Tâche brève: Poursuivez le texte ci-dessous sur le retour de Louis-Napoléon Bonaparte en France en 1848, à partir de sa dernière phrase.

Document:

________

La chute de Louis-Philippe en février 1848 permet au prétendant impérial, Louis-Napoléon Bonaparte, de retourner en France. Pressentant que son heure n’est pas encore arrivée, il repart en Angleterre et refuse de se présenter aux élections à l’Assemblée constituante d’avril. C’est un de ses proches, Persigny, qui décide malgré tout de poser sa candidature aux élections partielles de juin. Louis-Napoléon Bonaparte est aussitôt élu dans quatre départements. Encore en Angleterre lors des journées sanglantes de juin, il estime qu’il est temps pour lui de rentrer. En septembre, de nouvelles élections partielles lui permettent d’être élu par cinq autres départements. Le 26 septembre, il siège à l’Assemblée pour la première fois ; l’homme fait une impression insignifiante.

________

Données recueillies:

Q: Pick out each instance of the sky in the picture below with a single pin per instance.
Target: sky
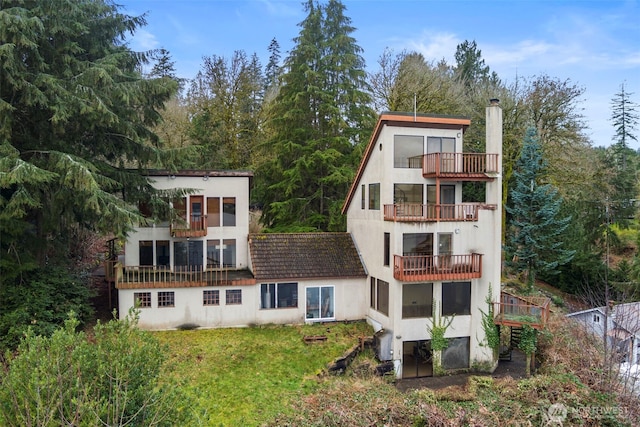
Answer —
(594, 44)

________

Réponse ci-dessous:
Le premier président de la République

En cet automne 1848, l’Assemblée met en place la constitution de la République et règle la question de la nature du pouvoir exécutif. On opte finalement pour un président de la République, élu au suffrage universel pour un mandant de quatre ans, non reconductible. Dès le 26 octobre, la loi de proscription des Bonaparte étant abolie, Louis-Napoléon annonce sa candidature à la présidence de la République. Après une campagne habile, propre à séduire aussi bien à gauche qu’à droite, il rassemble sur son nom les mécontents de tous bords. La victoire est triomphale, le 10 décembre 1848, Louis-Napoléon Bonaparte recueille plus de 74% des suffrages.

La présidence de Louis-Napoléon Bonaparte s’avère délicate : obligé de gouverner avec le parti de l’ordre qui lui avait apporté son soutien, il se trouve en perpétuelle opposition avec les députés de l’Assemblée nationale. Durant l’automne 1850, le bras de fer avec la majorité monarchiste se durcit. En 1851, le prince-président envisage une réforme de la constitution visant à le rendre rééligible. Pour sonder l’opinion, il organise des tournées en province. Les deux tiers des conseils généraux se rallient à sa cause, mais les orléanistes s’allient à la fraction ouverte de gauche pour le contrer. Aussi, le 19 juillet 1851, l’Assemblée refuse en bloc la réforme constitutionnelle et, en même temps, supprime le suffrage universel. Les classes populaires ne se reconnaissent plus dans le régime. Dès lors, le coup d’Etat devient inévitable.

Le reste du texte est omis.